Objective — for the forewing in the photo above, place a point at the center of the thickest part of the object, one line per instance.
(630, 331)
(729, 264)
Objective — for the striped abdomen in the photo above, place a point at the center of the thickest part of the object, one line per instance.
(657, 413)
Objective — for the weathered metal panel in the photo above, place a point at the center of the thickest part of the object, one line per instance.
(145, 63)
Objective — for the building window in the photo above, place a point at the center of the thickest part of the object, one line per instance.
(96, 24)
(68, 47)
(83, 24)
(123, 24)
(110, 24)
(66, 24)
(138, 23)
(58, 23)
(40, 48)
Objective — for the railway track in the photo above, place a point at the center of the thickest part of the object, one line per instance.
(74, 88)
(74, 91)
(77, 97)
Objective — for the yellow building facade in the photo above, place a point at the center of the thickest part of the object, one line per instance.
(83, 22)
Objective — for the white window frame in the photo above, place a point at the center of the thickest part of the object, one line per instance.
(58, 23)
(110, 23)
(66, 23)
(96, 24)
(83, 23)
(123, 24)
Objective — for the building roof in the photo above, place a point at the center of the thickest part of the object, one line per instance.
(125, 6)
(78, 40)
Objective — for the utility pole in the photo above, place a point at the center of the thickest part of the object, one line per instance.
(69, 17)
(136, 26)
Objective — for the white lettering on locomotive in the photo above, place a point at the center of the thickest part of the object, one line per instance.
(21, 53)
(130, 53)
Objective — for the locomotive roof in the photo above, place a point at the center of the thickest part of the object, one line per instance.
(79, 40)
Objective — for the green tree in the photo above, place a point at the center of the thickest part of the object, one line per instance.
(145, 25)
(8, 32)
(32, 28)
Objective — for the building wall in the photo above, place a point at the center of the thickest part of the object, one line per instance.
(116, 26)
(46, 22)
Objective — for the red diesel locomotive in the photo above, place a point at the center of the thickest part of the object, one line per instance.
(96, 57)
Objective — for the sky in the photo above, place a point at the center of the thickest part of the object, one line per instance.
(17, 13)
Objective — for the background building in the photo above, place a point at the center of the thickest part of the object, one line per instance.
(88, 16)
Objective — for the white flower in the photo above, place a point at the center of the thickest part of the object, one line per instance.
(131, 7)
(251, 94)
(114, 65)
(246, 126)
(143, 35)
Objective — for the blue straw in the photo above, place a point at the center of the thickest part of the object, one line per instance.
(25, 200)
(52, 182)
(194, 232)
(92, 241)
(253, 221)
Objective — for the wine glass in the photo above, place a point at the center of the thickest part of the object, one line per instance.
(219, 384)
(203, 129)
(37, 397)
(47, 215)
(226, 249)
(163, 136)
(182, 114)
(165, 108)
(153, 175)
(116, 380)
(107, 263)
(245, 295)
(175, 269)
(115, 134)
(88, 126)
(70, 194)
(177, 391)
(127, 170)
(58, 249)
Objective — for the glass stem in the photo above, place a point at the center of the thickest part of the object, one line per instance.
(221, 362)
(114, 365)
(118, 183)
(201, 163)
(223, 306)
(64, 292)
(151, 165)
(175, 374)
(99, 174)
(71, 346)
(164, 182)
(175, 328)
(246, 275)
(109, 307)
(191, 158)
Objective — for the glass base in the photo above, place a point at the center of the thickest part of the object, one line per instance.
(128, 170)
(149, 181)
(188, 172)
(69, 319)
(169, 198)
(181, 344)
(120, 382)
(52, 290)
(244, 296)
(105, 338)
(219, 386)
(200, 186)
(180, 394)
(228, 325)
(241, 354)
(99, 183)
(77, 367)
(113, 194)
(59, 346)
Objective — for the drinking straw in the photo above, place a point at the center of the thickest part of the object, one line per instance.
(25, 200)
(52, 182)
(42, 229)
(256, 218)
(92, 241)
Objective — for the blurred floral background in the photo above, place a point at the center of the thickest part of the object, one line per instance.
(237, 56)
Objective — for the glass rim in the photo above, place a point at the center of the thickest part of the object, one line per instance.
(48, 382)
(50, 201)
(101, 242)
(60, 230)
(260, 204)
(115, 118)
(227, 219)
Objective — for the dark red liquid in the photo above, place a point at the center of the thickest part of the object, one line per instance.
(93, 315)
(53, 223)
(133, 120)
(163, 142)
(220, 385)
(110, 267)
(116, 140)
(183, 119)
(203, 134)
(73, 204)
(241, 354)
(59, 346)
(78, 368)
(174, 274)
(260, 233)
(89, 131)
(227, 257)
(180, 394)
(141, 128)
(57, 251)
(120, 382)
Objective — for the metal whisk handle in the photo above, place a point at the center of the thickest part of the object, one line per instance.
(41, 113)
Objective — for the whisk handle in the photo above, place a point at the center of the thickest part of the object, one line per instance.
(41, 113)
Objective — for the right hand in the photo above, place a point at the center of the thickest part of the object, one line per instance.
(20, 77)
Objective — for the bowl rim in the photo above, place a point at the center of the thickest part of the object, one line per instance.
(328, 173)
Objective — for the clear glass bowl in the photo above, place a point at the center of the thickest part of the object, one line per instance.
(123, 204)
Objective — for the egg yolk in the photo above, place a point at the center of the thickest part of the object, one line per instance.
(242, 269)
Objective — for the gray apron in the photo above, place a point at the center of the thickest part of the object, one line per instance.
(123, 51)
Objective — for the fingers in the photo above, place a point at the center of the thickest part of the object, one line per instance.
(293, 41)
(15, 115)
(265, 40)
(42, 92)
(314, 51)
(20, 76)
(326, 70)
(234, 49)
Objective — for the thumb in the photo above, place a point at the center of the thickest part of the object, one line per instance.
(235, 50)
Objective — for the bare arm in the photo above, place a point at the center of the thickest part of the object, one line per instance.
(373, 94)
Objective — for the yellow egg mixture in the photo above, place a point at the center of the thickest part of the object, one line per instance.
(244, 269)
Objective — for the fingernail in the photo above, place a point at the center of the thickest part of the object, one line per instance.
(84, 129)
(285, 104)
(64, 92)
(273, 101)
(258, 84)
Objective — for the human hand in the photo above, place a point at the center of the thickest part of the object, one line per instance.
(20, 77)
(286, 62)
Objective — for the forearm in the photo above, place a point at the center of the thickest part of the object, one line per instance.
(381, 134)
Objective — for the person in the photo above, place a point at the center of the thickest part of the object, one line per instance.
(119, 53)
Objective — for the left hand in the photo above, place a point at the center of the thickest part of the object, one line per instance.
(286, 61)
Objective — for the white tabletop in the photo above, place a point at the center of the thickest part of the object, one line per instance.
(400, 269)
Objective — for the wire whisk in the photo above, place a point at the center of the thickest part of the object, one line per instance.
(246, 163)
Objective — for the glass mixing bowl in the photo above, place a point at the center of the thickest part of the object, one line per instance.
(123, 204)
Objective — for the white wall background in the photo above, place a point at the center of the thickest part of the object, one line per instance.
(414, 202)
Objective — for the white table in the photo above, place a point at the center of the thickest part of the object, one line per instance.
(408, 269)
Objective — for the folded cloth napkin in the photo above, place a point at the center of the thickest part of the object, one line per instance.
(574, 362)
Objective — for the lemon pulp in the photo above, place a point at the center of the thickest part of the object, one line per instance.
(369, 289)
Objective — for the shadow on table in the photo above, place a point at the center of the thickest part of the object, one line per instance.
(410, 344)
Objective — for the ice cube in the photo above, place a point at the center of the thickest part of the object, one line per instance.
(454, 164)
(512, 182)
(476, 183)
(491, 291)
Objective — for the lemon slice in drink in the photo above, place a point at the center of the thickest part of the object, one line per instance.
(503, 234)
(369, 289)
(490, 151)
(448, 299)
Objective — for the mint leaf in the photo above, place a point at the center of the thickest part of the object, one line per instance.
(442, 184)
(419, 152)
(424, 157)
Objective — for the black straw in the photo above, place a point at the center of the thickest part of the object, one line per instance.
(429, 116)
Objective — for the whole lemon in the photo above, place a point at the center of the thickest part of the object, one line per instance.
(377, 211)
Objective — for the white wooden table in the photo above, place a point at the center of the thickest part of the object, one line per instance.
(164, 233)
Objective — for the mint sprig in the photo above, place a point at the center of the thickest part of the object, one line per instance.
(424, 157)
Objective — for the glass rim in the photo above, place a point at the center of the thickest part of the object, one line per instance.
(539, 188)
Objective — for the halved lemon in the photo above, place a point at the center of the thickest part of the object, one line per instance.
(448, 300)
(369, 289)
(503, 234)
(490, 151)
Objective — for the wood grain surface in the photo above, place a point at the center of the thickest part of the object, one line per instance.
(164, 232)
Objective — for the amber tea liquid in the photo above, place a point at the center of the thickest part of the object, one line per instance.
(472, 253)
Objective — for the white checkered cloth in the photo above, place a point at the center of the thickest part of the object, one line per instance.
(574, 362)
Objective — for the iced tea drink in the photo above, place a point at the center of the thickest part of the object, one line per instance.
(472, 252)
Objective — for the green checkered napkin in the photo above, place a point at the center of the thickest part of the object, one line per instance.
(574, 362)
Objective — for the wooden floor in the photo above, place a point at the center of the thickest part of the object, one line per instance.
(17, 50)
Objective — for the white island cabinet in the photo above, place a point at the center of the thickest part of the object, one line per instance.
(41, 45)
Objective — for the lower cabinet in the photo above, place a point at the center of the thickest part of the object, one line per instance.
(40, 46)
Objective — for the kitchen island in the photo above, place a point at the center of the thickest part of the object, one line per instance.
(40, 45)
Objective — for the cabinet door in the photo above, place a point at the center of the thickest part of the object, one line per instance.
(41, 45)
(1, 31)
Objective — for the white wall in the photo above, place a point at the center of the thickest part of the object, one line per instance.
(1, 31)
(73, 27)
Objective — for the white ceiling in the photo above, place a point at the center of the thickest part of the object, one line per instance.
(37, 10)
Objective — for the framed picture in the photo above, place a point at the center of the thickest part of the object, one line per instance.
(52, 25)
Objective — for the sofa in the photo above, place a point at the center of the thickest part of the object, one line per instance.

※ ※ ※

Task goal: Only the lines from the one that contains "Objective — for the halved" to the end of the entries above should be given again, exactly and in full.

The completed task:
Objective — for the halved lemon in the photo above, place a point at the center of the thickest part of the object, one line per instance.
(448, 300)
(369, 289)
(503, 234)
(490, 151)
Objective — for the wood grain surface in the photo above, place a point at the center of the thickest part of the object, one line per instance.
(164, 232)
Objective — for the amber tea liquid in the photo above, place a point at the center of the thickest part of the object, one line per instance.
(472, 253)
Objective — for the white checkered cloth in the photo above, place a point at the center of the thickest part of the object, one line per instance.
(574, 362)
Objective — for the iced tea drink in the photo above, place a point at the center of the thickest part of the object, one line per instance.
(472, 252)
Objective — for the green checkered napkin in the photo above, place a point at the center of the thickest part of the object, one line per instance.
(574, 362)
Objective — for the wooden floor in the photo above, place a point at the center of the thickest part of the object, one line per instance.
(17, 50)
Objective — for the white island cabinet in the photo above, place a point at the center of the thickest part of the object, one line per instance.
(41, 45)
Objective — for the lower cabinet in the photo above, place a point at the center of the thickest part of the object, one line per instance.
(40, 46)
Objective — for the kitchen island in the photo above, place a point at the center of the thickest part of the object, one line per instance.
(40, 45)
Objective — for the cabinet door in the photo above, place a point at the center of the thickest part of the object, one line per instance.
(41, 45)
(1, 31)
Objective — for the white wall in the photo above, place a point at the center of the thickest part of the object, one line per instance.
(1, 31)
(73, 27)
Objective — for the white ceiling in the photo above, place a point at the center of the thickest part of the object, one line per instance.
(37, 10)
Objective — for the framed picture in the photo above, place a point at the center of the thickest part of the object, one line per instance.
(52, 25)
Objective — for the sofa in the photo above, place a point at the center of the thickest part of the object, one line per instance.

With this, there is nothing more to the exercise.